CONSIGNE. Recopiez, s'il vous plaît, le passage de l'extrait sur la langue allemande qui va de « Bien entendu, l'inverse » à « comme en français. ».

Les goûts et les couleurs… L'image de l'allemand en France en tant que langue n'a jamais été excellente. Un des préjugés les plus répandus étant que l'allemand ne serait pas une belle langue. Pour preuve, on cite le " Achtung " du soldat allemand des films de guerre français. Mais comment réduire une langue à un mot hurlé par la caricature d'un caporal ?

Ce stéréotype d'une langue laide - qui existe aussi dans d'autre pays et vis-à-vis d'autres langues - n'a pas lieu d'être, car il est généralement véhiculé par des personnes qui ne connaissent pas l'autre langue. L'allemand est une belle langue par sa sonorité comme par la beauté de sa structure, si elle est maniée avec élégance, tout comme les autres langues. Ce qui est sûr, c'est que la découverte de l'allemand peut vous apporter également celle de ses richesses culturelles.

Jetons un œil sur les outils - le vocabulaire - et la mécanique - la syntaxe - de la langue de Goethe.

Si l'allemand fait partie, tout comme le français, des langues indo-européennes, le français appartient, avec l'italien, l'espagnol, le portugais, etc. au groupe des langues romanes, tandis que l'allemand fait partie des langues germaniques, avec l'anglais, le néerlandais, le suédois, entre autres.

Si vous parlez déjà l'anglais, vous aurez accès directement à une partie du vocabulaire allemand. Un petit test ? - Lisez :


  Hallo mein Freund! Komm und sieh! Das ist mein Haus, hier ist mein Garten. Oh, eine Maus. Das ist meine Katze. Sie liebt Mäuse...

Hello my friend! Come and see! This is my house, here is my garden. Oh, a mouse. This is my cat. She loves mice...


Bien entendu, l'inverse est vrai aussi : sur la base de l'allemand, l'anglais s'acquiert plus facilement.

Mais l'allemand comporte aussi de très nombreux mots à base latine, grecque et française. Voyez ceci :


  Das Problem der Demokratie ist aktuell. Legislative, Exekutive und Judikative harmonisieren, das ist ein reales historisches Faktum.


Saviez-vous seulement que l'allemand pouvait être si facilement compréhensible ?

L'orthographe ne pose d'ailleurs pas de problème, car elle est phonétique, et non historique, comme en français.

On apprend très vite à savoir comment écrire un mot même nouveau, et puisque le vocabulaire allemand fonctionne comme un lego, on a beaucoup plus de facilité à comprendre un mot nouveau qu'en français. Qu'est-ce que par exemple un parangon dans votre propre langue ? - Vous ne le savez peut-être pas. En tout cas, si vous ne le savez pas, votre seul moyen pour le comprendre est le recours au dictionnaire.

Enregistrements conservés d'une collection.
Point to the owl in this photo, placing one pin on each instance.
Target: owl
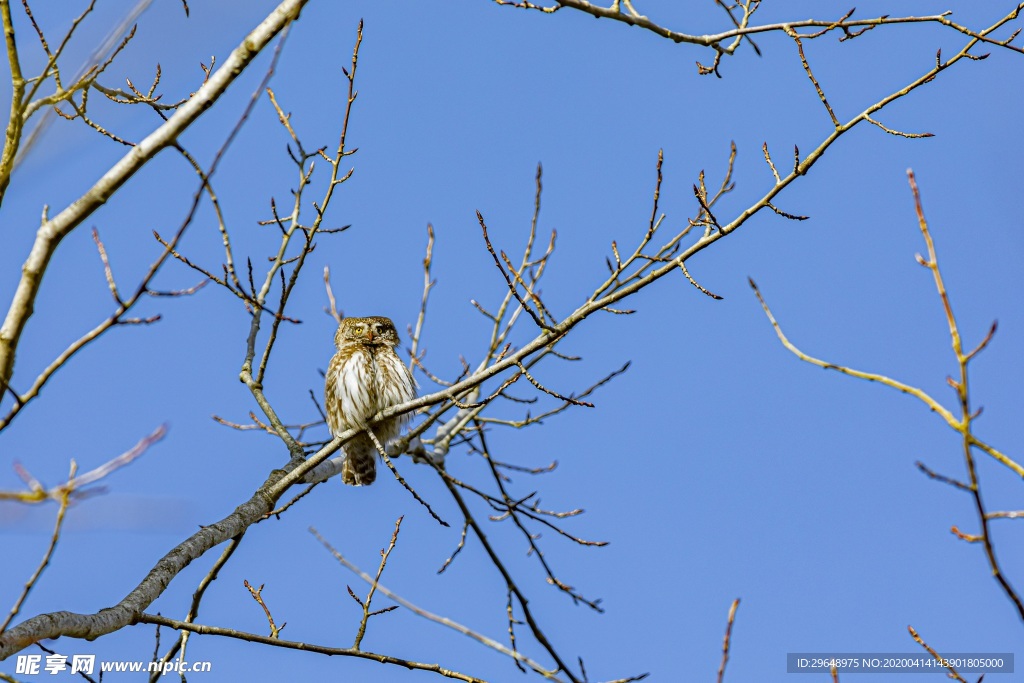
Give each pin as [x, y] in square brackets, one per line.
[366, 376]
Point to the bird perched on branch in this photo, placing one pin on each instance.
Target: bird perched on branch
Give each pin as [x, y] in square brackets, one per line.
[366, 376]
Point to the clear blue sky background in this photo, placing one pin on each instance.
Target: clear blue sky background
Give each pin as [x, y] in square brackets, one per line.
[718, 466]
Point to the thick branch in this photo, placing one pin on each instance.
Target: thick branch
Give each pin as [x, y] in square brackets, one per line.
[53, 230]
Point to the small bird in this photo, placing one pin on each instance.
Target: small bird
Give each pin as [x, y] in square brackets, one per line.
[366, 376]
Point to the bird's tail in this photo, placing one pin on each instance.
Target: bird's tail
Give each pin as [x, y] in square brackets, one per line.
[359, 468]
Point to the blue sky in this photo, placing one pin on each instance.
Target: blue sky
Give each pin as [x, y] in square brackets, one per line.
[718, 467]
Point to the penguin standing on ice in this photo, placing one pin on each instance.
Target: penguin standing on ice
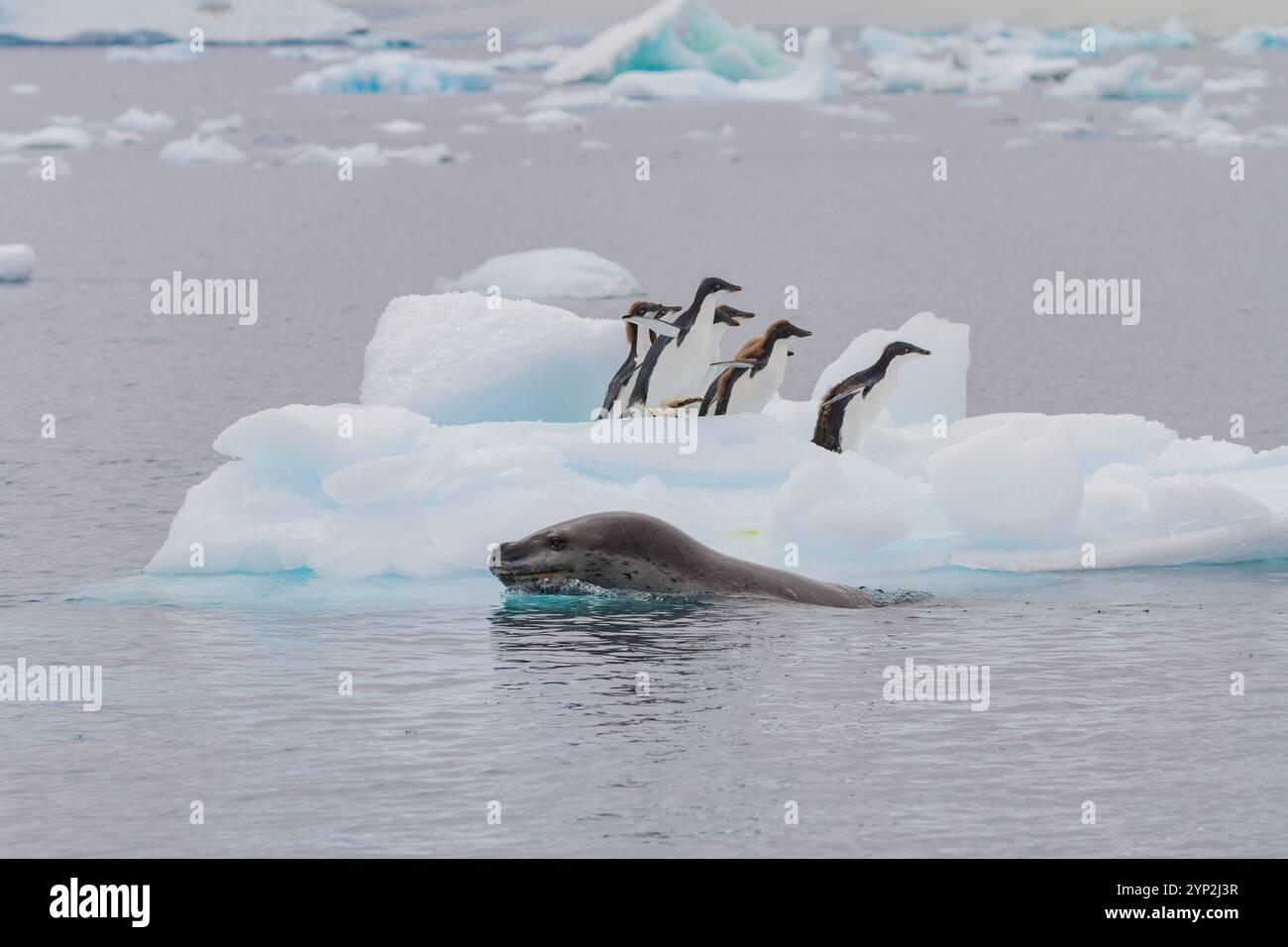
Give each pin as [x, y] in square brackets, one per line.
[677, 364]
[850, 406]
[640, 313]
[754, 375]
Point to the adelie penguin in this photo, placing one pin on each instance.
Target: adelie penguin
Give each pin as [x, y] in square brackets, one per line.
[677, 365]
[849, 407]
[754, 375]
[640, 313]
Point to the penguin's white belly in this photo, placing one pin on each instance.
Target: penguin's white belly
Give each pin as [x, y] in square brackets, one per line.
[681, 368]
[862, 412]
[752, 392]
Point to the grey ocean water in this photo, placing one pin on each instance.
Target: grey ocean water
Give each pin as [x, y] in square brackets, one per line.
[1112, 686]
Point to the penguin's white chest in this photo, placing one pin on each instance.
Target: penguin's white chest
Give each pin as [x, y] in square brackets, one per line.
[752, 392]
[681, 368]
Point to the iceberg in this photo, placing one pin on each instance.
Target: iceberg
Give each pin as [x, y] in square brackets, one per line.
[404, 73]
[472, 431]
[966, 68]
[811, 80]
[674, 35]
[17, 262]
[53, 136]
[558, 272]
[559, 361]
[141, 120]
[155, 21]
[1129, 78]
[1256, 39]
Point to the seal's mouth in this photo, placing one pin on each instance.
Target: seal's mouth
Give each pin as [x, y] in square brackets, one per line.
[518, 575]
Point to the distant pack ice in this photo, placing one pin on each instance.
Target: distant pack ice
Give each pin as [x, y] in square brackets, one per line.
[128, 21]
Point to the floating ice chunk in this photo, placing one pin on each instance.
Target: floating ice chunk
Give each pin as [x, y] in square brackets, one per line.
[222, 125]
[119, 138]
[317, 441]
[312, 53]
[425, 155]
[366, 155]
[558, 272]
[197, 150]
[1129, 78]
[1256, 39]
[163, 53]
[1000, 484]
[553, 120]
[997, 37]
[927, 386]
[17, 262]
[51, 137]
[458, 360]
[529, 59]
[399, 127]
[153, 21]
[853, 110]
[1192, 125]
[140, 120]
[404, 73]
[1069, 128]
[1236, 81]
[674, 35]
[811, 80]
[879, 40]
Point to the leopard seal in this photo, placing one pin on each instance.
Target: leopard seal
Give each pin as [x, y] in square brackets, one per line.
[642, 553]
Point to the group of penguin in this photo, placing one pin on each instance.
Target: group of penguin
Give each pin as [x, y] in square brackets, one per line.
[681, 368]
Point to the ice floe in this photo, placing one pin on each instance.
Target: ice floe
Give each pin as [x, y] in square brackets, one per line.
[53, 136]
[151, 21]
[469, 432]
[812, 78]
[17, 262]
[197, 150]
[399, 127]
[1256, 39]
[1131, 78]
[141, 120]
[674, 35]
[559, 272]
[397, 72]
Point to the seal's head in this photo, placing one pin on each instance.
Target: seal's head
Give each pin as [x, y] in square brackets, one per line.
[614, 551]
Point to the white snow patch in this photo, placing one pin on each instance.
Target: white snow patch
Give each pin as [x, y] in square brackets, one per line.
[197, 150]
[17, 262]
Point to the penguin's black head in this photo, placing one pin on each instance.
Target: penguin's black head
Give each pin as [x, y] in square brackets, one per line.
[730, 317]
[782, 329]
[903, 348]
[644, 308]
[713, 283]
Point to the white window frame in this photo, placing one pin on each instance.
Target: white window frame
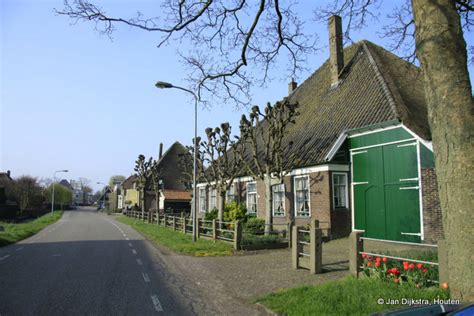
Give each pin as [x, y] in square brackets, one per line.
[283, 214]
[211, 197]
[346, 192]
[309, 197]
[247, 196]
[202, 200]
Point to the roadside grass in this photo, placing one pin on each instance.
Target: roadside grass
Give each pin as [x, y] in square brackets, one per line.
[177, 241]
[17, 232]
[349, 296]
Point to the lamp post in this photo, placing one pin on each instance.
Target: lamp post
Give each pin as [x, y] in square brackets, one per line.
[105, 187]
[54, 180]
[167, 85]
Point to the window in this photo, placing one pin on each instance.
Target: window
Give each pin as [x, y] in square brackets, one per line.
[278, 200]
[231, 194]
[302, 196]
[202, 200]
[339, 190]
[252, 197]
[212, 199]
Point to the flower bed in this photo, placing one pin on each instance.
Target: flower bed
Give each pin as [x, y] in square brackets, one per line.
[400, 272]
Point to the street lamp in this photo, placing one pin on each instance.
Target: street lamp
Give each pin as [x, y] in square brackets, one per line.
[105, 187]
[54, 180]
[167, 85]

RÉPONSE ATTENDUE.
Bien entendu, l'inverse est vrai aussi : sur la base de l'allemand, l'anglais s'acquiert plus facilement.

Mais l'allemand comporte aussi de très nombreux mots à base latine, grecque et française. Voyez ceci :


  Das Problem der Demokratie ist aktuell. Legislative, Exekutive und Judikative harmonisieren, das ist ein reales historisches Faktum.


Saviez-vous seulement que l'allemand pouvait être si facilement compréhensible ?

L'orthographe ne pose d'ailleurs pas de problème, car elle est phonétique, et non historique, comme en français.